> Short task
Copy these items line for line, with no changes.

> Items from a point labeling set

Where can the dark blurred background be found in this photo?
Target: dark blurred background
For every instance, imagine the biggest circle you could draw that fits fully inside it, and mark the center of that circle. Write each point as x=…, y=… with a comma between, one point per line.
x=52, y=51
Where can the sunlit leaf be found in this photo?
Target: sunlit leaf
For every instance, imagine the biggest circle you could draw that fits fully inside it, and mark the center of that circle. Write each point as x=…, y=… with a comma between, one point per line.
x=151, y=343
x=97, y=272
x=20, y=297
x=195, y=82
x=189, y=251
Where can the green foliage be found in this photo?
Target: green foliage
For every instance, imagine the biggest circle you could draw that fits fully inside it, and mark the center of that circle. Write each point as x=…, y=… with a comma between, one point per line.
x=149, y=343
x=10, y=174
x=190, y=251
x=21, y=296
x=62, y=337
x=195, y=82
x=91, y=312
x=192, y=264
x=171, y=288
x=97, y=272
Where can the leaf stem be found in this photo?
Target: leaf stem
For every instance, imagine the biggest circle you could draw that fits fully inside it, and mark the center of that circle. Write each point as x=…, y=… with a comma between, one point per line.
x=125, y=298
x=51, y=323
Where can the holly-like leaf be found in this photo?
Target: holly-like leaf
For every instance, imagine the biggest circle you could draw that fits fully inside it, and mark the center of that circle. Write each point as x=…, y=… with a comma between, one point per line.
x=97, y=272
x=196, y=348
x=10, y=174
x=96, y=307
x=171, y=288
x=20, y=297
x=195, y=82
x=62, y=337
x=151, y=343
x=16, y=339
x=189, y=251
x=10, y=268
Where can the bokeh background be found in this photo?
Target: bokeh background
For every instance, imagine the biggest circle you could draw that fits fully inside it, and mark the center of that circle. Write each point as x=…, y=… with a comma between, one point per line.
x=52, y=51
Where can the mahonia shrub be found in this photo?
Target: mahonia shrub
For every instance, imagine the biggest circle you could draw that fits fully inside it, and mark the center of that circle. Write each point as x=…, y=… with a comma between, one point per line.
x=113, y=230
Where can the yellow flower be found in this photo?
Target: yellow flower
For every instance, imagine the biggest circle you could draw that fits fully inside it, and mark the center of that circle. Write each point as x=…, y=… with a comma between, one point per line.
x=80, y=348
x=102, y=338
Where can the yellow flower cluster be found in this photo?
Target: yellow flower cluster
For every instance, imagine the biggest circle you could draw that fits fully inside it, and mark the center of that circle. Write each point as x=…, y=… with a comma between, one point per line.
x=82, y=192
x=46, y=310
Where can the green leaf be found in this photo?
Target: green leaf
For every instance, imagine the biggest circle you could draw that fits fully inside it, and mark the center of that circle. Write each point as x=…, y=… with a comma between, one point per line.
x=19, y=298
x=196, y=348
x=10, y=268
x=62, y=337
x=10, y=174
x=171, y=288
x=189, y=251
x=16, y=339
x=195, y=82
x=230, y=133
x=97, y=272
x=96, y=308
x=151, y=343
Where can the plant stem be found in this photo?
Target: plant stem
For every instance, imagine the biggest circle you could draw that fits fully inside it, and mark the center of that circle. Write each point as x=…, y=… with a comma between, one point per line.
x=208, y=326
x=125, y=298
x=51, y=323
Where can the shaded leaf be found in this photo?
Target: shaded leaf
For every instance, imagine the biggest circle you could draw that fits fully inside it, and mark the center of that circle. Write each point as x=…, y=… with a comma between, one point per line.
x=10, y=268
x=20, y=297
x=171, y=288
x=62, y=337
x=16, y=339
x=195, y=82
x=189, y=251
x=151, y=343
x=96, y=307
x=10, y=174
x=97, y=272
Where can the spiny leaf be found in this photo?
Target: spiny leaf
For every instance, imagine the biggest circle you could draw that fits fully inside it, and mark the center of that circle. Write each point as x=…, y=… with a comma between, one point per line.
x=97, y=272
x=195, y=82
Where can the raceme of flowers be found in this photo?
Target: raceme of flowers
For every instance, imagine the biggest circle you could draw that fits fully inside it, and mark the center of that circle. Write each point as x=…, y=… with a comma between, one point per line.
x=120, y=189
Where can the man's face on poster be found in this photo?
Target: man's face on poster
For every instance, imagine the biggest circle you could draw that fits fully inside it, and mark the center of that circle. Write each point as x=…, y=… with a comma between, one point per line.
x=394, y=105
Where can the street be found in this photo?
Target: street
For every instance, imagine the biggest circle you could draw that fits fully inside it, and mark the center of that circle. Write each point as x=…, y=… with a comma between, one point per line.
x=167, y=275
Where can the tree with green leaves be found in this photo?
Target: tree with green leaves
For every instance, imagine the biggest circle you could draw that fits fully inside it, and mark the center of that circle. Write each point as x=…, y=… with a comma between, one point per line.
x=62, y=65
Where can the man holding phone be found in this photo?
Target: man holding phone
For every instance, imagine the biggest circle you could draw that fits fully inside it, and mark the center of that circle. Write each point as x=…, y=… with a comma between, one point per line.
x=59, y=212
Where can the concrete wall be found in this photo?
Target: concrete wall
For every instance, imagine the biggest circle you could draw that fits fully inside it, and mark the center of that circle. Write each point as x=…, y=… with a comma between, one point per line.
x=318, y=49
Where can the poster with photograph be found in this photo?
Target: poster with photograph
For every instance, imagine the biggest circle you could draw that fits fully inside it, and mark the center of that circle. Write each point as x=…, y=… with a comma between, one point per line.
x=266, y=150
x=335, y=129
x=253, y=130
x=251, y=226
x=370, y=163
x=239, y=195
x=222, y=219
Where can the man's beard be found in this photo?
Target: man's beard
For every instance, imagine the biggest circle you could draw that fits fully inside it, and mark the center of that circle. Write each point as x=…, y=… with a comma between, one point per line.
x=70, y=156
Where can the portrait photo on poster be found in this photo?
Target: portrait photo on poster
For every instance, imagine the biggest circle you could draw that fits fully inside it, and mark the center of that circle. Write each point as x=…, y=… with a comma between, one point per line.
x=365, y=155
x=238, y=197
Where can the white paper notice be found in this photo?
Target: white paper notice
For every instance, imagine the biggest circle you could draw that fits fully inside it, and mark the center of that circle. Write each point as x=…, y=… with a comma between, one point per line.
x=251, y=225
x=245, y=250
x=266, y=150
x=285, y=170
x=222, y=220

> Written response
Where can the dark blurred background be found in this photo?
Target: dark blurred background
For every instance, imagine the biggest circle you could draw that fits fully inside it, and mark the center of that circle. Write each point as x=…, y=… with a comma between, one point per line.
x=52, y=51
Where can the sunlit leaf be found in this photo?
Target: sunlit leaf
For every instance, imagine the biggest circle you could draw that fits fully inside it, and mark the center of that circle. Write each point as x=…, y=… with a comma between, one point per line.
x=151, y=343
x=97, y=272
x=20, y=297
x=195, y=82
x=189, y=251
Where can the green foliage be found in this photo?
Target: green foliage
For every instance, imagine the biggest circle you could draw that fits fully inside it, and mark the center of that circle. Write each point as x=…, y=… with a comma between, one point per line.
x=149, y=343
x=10, y=174
x=190, y=251
x=21, y=296
x=62, y=337
x=195, y=82
x=91, y=312
x=192, y=264
x=171, y=288
x=97, y=272
Where can the leaf stem be found in this photo?
Target: leaf stem
For every instance, imagine the biggest circle you could draw that fits fully inside it, and mark the center of that circle. Write each point as x=…, y=… with a comma between, one point per line.
x=125, y=298
x=51, y=323
Where can the holly-like leaf be found in this photo?
Target: holly-like leaf
For every instance, imagine the biggest circle you could draw that fits fully inside it, and mark the center of that circle. Write each point as x=…, y=… with a comma between, one point per line.
x=97, y=272
x=196, y=348
x=10, y=174
x=96, y=307
x=171, y=288
x=20, y=297
x=195, y=82
x=62, y=337
x=151, y=343
x=16, y=339
x=189, y=251
x=10, y=268
Where can the bokeh background be found in this photo?
Target: bokeh background
For every instance, imagine the biggest circle you could draw that fits fully inside it, and mark the center of that circle. Write each point as x=…, y=… with a comma between, one point per line.
x=52, y=51
Where can the mahonia shrub be found in this photo?
Target: mahonia shrub
For every instance, imagine the biggest circle you could draw that fits fully inside it, and mark the center of that circle. Write each point as x=…, y=… with a comma between, one point per line.
x=113, y=230
Where can the yellow flower be found in this photo?
Target: yellow flower
For every instance, imagine the biggest circle you could draw that fits fully inside it, and mark the center of that circle. Write each point as x=…, y=… with a comma between, one point per line.
x=80, y=348
x=102, y=338
Where can the yellow flower cluster be found in this photo?
Target: yellow flower cluster
For every instance, imagine the biggest circle you could draw that fits fully inside it, and mark the center of that circle. Write each point as x=…, y=… with a comma between, one point per line.
x=82, y=192
x=46, y=310
Where can the green leaf be found in this photo?
Target: green leaf
For every instance, imagine the biggest circle you could draw that fits fully inside it, and mark the center of that circle. Write each point as x=…, y=… with a comma between, one point per line.
x=19, y=298
x=196, y=348
x=10, y=268
x=62, y=337
x=10, y=174
x=171, y=288
x=189, y=251
x=16, y=339
x=195, y=82
x=230, y=133
x=97, y=272
x=96, y=308
x=151, y=343
Where can the plant stem be found in this photo?
Target: plant stem
For every instance, imagine the biggest circle you could draw that fits fully inside it, and mark the center of that circle. Write each point as x=…, y=… with a comma between, one point per line.
x=208, y=326
x=125, y=298
x=51, y=323
Where can the shaded leaf be found in this photo?
Target: shaded leaf
For every instance, imagine the biggest circle you could draw that fits fully inside it, and mark the center of that circle. Write each point as x=…, y=… with a comma between, one point per line.
x=10, y=268
x=20, y=297
x=171, y=288
x=62, y=337
x=16, y=339
x=195, y=82
x=189, y=251
x=151, y=343
x=96, y=307
x=10, y=174
x=97, y=272
Where can the spiny leaf be found in this photo?
Target: spiny leaf
For every instance, imagine the biggest circle you could draw that fits fully inside it, and mark the center of that circle. Write each point as x=…, y=… with a comma between, one point per line.
x=97, y=272
x=195, y=82
Where can the raceme of flowers be found in this photo?
Target: raceme of flowers
For every instance, imagine the biggest circle you could draw that fits fully inside it, and mark the center of that circle. Write each point as x=…, y=… with a comma between, one point per line.
x=120, y=189
Where can the man's face on poster be found in this photo?
Target: man's face on poster
For every instance, imagine the biggest circle you could draw that fits fully inside it, and mark the center of that circle. Write each point as x=…, y=… with a comma between, one point per line.
x=394, y=105
Where can the street be found in this photo?
Target: street
For every instance, imagine the biggest circle you could draw that fits fully inside it, and mark the center of that circle. Write each point as x=…, y=… with a comma between, one point per line.
x=167, y=275
Where can the tree with green leaves be found in this photo?
Target: tree with green leaves
For every instance, imagine the biggest circle you could draw that fits fully inside it, and mark the center of that circle. Write each point as x=…, y=… with a comma between, one point per line.
x=62, y=65
Where can the man holding phone be found in this photo?
Target: man holding phone
For every instance, imagine the biggest circle you could draw that fits fully inside it, and mark the center of that circle. Write each point as x=…, y=… with a comma between, one point per line.
x=59, y=212
Where can the concrete wall be found in this photo?
Target: concrete wall
For every instance, imagine the biggest circle you could draw that fits fully inside it, and mark the center of that circle. Write each point as x=…, y=… with a comma between, one point per line.
x=318, y=49
Where can the poster with photograph be found in this photo?
Target: poster with photograph
For every instance, imagine the biggest circle you could draw that fits fully inside it, and mark the center of that circle. Write each point as x=…, y=… with a comma between, one point per line.
x=266, y=150
x=335, y=129
x=253, y=130
x=251, y=226
x=370, y=163
x=239, y=195
x=222, y=219
Where can the man's beard be found in this photo?
Target: man's beard
For every instance, imagine the biggest circle you could draw that fits fully inside it, and mark the center of that circle. Write each point as x=…, y=… with a comma between, one point per line.
x=70, y=156
Where can the portrait photo on poster be found in this photo?
Target: portrait photo on poster
For every instance, imagine the biggest circle you could draw that fits fully inside it, and mark the center of that circle. Write each point as x=…, y=… with a comma between, one point per line.
x=365, y=155
x=238, y=197
Where can the white paper notice be found in this photo?
Target: white paper notice
For every instance, imagine the biggest circle you could draw that fits fully inside it, and mark the center of that circle. Write each point as x=…, y=… with a comma between, one point per line.
x=251, y=225
x=245, y=250
x=266, y=150
x=285, y=170
x=222, y=220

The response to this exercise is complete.